Exercise set →
1. For each statement below, decide whether the scholarship text agrees with it. Answer yes or no and quote the words from the text that decide it.
(a) The scholarship pays tuition fees for international students at the international rate.
(b) The planned oxidative alkylation of pyridine derivatives uses O2 as the terminal oxidant.
(c) The stipend starts at £15,609 in the first year.
2. Copy the scholarship text from "We will address" up to and including "pyridine-containing bioactive molecules.".

PhD Scholarship: Sustainable methods for the synthesis of bioactive compounds through machine...

Three years PhD scholarship including a stipend in line with UKRI rate (starting at £15,609 on the first year) and tuition fees at home student level (Generally applied to UK long term residents and Irish nationals, as well as some other cases. You can find more information here ). International students may apply, but tuition fees are covered by the scholarship only at home level. Thus, international candidates would need to prove ability to cover the difference (ca. £12,000 p.a.).

Research. The student will apply a combined experimental and computational approach to develop new photocatalytic reactions for organic synthesis based on the selective activation of sp3 C-H bonds.

C-H functionalisation methods offer an invaluable opportunity for the design of streamlined, more efficient and environmentally benign syntheses by using ubiquitous C-H bonds as reactive handles for the coupling of organic molecules. Photocatalytic C-H functionalisation of alkanes via hydrogen atom transfer (HAT) catalysis has recently emerged as a powerful strategy for the discovery of new reactions. However, such methods are severely limited by the difficulty in obtaining selective activation of a specific C-H bond in the presence of many others, frequently with only subtle steric and electronic differences.

We will address this issue by using machine learning for the construction of predictive models for the design of new catalysts. Experimental study of such catalysts will provide further knowledge on the chemistry involved, which we will feed back into the computational model. We will apply this strategy initially to the development of an oxidative alkylation of pyridine derivatives with O2 as the terminal oxidant, which we will subsequently apply to the synthesis of valuable pyridine-containing bioactive molecules.

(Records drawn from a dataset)
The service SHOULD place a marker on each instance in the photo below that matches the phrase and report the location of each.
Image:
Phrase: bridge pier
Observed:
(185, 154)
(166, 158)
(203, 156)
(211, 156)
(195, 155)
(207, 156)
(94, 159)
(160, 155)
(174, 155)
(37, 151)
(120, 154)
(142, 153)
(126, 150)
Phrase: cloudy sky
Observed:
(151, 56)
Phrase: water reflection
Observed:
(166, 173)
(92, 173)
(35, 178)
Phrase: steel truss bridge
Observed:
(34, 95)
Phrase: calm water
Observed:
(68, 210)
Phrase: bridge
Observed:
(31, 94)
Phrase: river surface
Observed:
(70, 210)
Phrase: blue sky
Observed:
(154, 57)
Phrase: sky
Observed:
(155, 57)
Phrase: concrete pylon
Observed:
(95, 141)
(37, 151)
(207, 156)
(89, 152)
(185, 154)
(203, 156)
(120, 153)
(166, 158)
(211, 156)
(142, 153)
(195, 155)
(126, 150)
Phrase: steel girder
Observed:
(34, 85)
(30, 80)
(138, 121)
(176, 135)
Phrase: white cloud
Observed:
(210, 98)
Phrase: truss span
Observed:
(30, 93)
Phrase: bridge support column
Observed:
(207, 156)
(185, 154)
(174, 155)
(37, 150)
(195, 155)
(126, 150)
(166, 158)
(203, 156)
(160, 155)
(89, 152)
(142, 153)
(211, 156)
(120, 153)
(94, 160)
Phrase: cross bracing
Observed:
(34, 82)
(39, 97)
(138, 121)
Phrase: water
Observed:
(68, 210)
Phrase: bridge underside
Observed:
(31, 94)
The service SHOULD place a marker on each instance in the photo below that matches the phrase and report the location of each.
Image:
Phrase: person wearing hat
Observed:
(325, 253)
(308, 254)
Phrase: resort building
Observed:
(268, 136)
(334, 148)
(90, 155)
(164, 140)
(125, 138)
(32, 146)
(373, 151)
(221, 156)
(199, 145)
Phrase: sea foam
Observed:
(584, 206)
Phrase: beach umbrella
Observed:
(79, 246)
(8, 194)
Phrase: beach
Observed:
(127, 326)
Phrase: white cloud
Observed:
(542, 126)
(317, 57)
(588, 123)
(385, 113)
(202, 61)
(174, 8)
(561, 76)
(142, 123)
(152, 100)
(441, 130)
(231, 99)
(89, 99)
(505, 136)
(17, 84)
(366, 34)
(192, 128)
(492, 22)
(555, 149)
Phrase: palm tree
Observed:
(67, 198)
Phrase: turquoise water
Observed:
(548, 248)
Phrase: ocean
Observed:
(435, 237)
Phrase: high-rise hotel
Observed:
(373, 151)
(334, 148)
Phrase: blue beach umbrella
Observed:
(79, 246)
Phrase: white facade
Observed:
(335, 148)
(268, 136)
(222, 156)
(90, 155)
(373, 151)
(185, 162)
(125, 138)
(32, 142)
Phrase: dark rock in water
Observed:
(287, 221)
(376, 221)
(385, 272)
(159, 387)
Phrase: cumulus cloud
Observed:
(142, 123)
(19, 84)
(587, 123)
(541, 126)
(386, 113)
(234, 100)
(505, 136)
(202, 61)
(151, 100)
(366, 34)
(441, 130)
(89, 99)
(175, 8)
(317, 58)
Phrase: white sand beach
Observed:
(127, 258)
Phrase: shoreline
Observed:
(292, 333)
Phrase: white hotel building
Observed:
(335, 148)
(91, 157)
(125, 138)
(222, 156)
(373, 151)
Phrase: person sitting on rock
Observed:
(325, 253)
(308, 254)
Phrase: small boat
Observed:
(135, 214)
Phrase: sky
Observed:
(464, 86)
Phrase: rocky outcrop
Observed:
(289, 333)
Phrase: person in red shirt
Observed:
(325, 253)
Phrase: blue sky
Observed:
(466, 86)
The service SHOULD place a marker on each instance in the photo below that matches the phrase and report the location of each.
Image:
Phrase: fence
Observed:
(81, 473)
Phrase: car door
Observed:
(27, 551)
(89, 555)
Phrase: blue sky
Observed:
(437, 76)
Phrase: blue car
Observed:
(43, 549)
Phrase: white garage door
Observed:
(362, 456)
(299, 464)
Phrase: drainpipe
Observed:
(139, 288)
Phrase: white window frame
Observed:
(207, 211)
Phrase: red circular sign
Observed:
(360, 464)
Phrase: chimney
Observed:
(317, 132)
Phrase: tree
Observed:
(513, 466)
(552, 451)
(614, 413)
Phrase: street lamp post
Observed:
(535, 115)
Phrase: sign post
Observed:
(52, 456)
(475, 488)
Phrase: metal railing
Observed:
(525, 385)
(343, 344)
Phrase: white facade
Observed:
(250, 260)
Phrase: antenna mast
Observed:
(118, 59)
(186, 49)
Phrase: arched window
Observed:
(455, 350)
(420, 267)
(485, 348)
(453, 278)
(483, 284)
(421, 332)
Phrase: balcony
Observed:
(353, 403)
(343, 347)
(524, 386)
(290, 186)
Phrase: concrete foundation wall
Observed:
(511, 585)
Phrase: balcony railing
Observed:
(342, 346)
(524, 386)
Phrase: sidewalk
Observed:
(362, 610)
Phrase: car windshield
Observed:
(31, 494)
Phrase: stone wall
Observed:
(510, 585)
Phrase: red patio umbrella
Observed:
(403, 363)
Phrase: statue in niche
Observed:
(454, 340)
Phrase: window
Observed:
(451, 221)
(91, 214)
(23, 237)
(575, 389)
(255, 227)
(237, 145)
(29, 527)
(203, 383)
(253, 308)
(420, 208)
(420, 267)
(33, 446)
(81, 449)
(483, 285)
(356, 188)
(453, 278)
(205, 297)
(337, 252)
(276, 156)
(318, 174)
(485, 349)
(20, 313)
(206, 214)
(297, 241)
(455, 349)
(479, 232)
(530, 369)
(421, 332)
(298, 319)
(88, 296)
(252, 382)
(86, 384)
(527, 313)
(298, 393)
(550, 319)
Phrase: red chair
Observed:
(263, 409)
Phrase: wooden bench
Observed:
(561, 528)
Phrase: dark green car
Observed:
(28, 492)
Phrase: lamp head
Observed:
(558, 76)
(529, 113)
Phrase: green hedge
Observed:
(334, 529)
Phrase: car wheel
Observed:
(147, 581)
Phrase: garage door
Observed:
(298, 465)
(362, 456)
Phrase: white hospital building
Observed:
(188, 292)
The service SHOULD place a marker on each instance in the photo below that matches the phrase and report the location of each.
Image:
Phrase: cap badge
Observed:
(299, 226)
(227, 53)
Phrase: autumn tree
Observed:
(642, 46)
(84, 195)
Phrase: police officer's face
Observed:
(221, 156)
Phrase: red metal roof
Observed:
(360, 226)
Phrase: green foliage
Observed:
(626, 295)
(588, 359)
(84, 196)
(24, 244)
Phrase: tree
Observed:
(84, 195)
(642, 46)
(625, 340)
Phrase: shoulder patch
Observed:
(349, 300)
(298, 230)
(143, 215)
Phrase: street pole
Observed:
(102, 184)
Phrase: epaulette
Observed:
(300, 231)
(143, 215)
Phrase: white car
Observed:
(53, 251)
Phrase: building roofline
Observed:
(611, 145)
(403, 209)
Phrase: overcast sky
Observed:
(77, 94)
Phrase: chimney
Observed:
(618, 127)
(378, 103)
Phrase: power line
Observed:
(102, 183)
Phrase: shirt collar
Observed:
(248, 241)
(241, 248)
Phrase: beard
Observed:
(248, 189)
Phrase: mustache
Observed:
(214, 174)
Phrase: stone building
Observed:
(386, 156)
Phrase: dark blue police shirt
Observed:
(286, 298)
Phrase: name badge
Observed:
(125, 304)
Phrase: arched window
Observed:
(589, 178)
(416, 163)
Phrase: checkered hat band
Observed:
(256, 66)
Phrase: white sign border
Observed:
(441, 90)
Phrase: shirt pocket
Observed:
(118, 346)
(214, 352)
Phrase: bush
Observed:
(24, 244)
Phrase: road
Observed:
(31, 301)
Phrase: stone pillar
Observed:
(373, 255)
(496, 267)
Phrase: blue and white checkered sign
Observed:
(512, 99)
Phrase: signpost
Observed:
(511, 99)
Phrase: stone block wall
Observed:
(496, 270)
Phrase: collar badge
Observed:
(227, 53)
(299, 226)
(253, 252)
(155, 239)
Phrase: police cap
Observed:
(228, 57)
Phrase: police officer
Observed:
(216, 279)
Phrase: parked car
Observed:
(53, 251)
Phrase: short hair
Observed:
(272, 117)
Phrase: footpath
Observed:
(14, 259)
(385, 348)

Answers provided →
1.
(a) No: "tuition fees are covered by the scholarship only at home level"
(b) Yes: "an oxidative alkylation of pyridine derivatives with O2 as the terminal oxidant"
(c) Yes: "starting at £15,609 on the first year"

2.
We will address this issue by using machine learning for the construction of predictive models for the design of new catalysts. Experimental study of such catalysts will provide further knowledge on the chemistry involved, which we will feed back into the computational model. We will apply this strategy initially to the development of an oxidative alkylation of pyridine derivatives with O2 as the terminal oxidant, which we will subsequently apply to the synthesis of valuable pyridine-containing bioactive molecules.